§ Document text:

# Need aquarium lighting advice



## spec v (Aug 8, 2008)

Hi all

I have a 29G (30x12x16tall) tank that I want to use to consolidate my 2 smaller planted tanks (10G-15W, 6G-9W) into. I was looking into getting the Coralife Freshwater 30" 1x65W PC fixture, but it seems they are no longer made. I plan on keeping the low light plants from these tanks in a larger, low-tech setup (no CO2), namely, java fern, anubius, cryptocoryne varietals, some valisneria spiralis, dwarf sagitarria subulata.

I would like to stick to the 2WPG guideline, so as not to bloom algae. It looks as though T5HO is the way I'm heading. I'm looking at this right now as a potential solution: http://www.marineandreef.com/AquaticLife_30_inch_T5_HO_Lamp_Fixture_Freshwater_p/ral20143.htm

Is this too much lighting for what I need?
Any ideas, comments or suggestions?
Where can I get such a fixture in Canada?


----------



## CallMeKenny (Aug 26, 2010)

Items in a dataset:
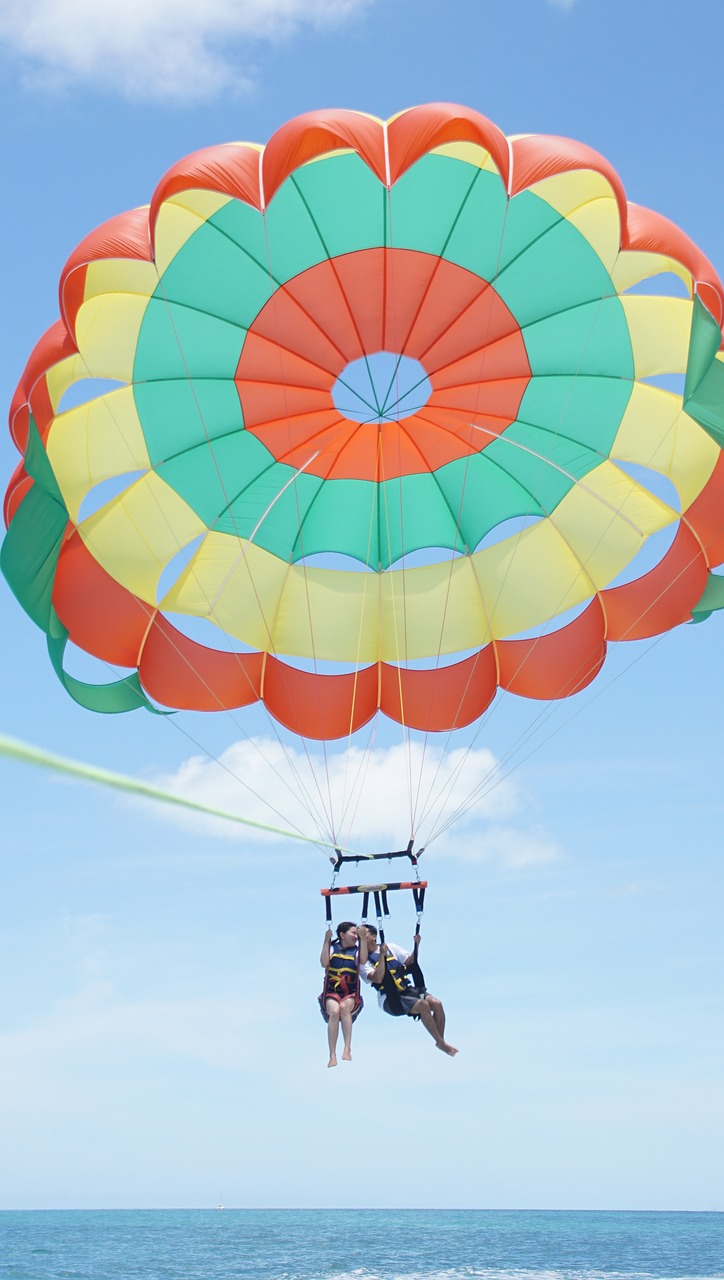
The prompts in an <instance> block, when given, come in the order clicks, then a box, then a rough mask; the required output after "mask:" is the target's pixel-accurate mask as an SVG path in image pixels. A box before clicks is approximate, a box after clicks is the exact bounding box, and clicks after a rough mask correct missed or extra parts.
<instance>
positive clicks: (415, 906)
mask: <svg viewBox="0 0 724 1280" xmlns="http://www.w3.org/2000/svg"><path fill="white" fill-rule="evenodd" d="M398 888H411V890H412V896H413V899H414V909H416V911H417V914H418V915H422V910H423V908H425V890H426V888H427V881H398V882H397V884H343V886H340V888H322V890H320V892H321V895H322V897H324V899H325V909H326V922H327V924H329V925H331V900H333V897H339V896H340V895H342V893H363V895H365V897H363V899H362V919H363V920H366V919H367V911H368V909H370V895H372V900H374V902H375V914H376V916H377V919H379V920H380V922H381V920H382V918H384V916H385V915H389V914H390V910H389V906H388V893H391V892H393V890H398Z"/></svg>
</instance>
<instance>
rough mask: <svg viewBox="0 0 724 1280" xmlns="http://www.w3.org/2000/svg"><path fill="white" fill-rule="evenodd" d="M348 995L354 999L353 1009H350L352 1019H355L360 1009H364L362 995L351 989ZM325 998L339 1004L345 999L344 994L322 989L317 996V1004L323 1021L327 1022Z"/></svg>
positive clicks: (327, 1017) (363, 1003)
mask: <svg viewBox="0 0 724 1280" xmlns="http://www.w3.org/2000/svg"><path fill="white" fill-rule="evenodd" d="M349 995H350V996H352V997H353V1000H354V1009H353V1010H352V1021H356V1020H357V1018H358V1016H359V1014H361V1012H362V1010H363V1009H365V1001H363V1000H362V996H361V995H359V993H358V992H354V991H352V992H349ZM327 1000H336V1002H338V1004H339V1005H340V1004H342V1001H343V1000H345V996H339V995H335V992H334V991H326V992H325V991H322V993H321V996H320V997H319V1006H320V1012H321V1015H322V1018H324V1020H325V1023H329V1014H327V1011H326V1002H327Z"/></svg>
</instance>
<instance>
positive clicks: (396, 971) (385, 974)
mask: <svg viewBox="0 0 724 1280" xmlns="http://www.w3.org/2000/svg"><path fill="white" fill-rule="evenodd" d="M379 959H380V952H379V951H374V952H372V955H371V956H370V963H371V964H375V965H376V964H377V960H379ZM386 961H388V963H386V965H385V974H384V977H382V980H381V982H374V983H372V986H374V987H375V989H376V991H389V983H385V978H386V977H388V975H389V977H390V978H391V980H393V983H394V986H395V989H397V991H409V988H411V987H412V979H411V977H409V974H408V972H407V969H405V966H404V963H403V961H402V960H398V959H397V956H394V955H393V954H391V951H388V955H386Z"/></svg>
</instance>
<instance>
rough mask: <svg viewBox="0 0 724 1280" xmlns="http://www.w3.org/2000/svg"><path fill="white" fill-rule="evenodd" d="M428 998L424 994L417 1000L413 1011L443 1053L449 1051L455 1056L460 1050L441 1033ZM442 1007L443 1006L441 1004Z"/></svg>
mask: <svg viewBox="0 0 724 1280" xmlns="http://www.w3.org/2000/svg"><path fill="white" fill-rule="evenodd" d="M427 1000H429V997H425V996H423V998H422V1000H418V1001H417V1004H416V1005H414V1007H413V1010H412V1011H413V1014H417V1016H418V1018H420V1021H421V1023H422V1025H423V1027H425V1030H426V1032H430V1034H431V1037H432V1039H434V1041H435V1044H436V1046H437V1048H439V1050H441V1051H443V1053H448V1056H449V1057H454V1056H455V1053H457V1052H458V1051H457V1048H454V1047H453V1046H452V1044H448V1042H446V1041H445V1038H444V1036H443V1034H441V1032H440V1029H439V1027H437V1023H436V1021H435V1018H434V1014H432V1009H431V1007H430V1005H429V1004H427ZM437 1004H440V1001H437ZM440 1007H443V1006H441V1005H440Z"/></svg>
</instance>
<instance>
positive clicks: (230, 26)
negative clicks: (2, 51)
mask: <svg viewBox="0 0 724 1280" xmlns="http://www.w3.org/2000/svg"><path fill="white" fill-rule="evenodd" d="M371 3H372V0H203V4H200V3H198V0H152V3H148V0H0V44H4V45H5V46H6V47H8V49H10V50H12V51H13V52H14V54H19V55H20V58H22V59H23V63H24V64H26V69H27V78H28V79H33V78H35V77H33V70H35V72H42V81H41V83H42V84H43V86H47V84H49V83H50V84H51V87H72V86H82V84H96V86H102V87H104V88H105V90H110V91H115V92H119V93H122V95H123V96H124V97H128V99H138V100H139V99H165V100H170V101H188V100H201V99H210V97H215V96H216V95H217V93H221V92H226V93H229V92H239V91H243V90H247V88H248V87H249V84H251V82H252V81H253V78H255V64H253V56H256V54H255V51H256V50H257V49H258V45H260V42H264V41H278V40H283V38H285V37H289V36H290V35H293V33H294V32H295V31H298V29H299V28H302V27H330V26H334V24H335V23H339V22H342V20H343V19H345V18H348V17H350V15H352V14H354V13H356V12H359V10H363V9H366V8H367V6H368V5H370V4H371ZM230 46H232V47H230ZM234 46H235V47H234ZM234 54H235V56H234Z"/></svg>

§ Task to complete: Write the next part of the aquarium lighting thread, starting after its last line. The material has nothing to do with this.

§ Task response:
I find DIY to be the cheaper and easier to customize for your needs, if you can take the time to do it.


----------



## spec v (Aug 8, 2008)

DIY, not so much.

Anyone else have any input?

I have done a little reading, and am looking into the AquaticLife T5HO 2x31W fixture from Big Al's.


----------



## Kooka (Feb 8, 2011)

I have the same Aquaticlife t5HO light on my 25 gal and it's very good. You might get some algae issues initially as it's considered moderate to high light, but if you stock your tank well with plants and do once a week water changes you should be fine.


----------



## spec v (Aug 8, 2008)

Thanks, appreciate the response.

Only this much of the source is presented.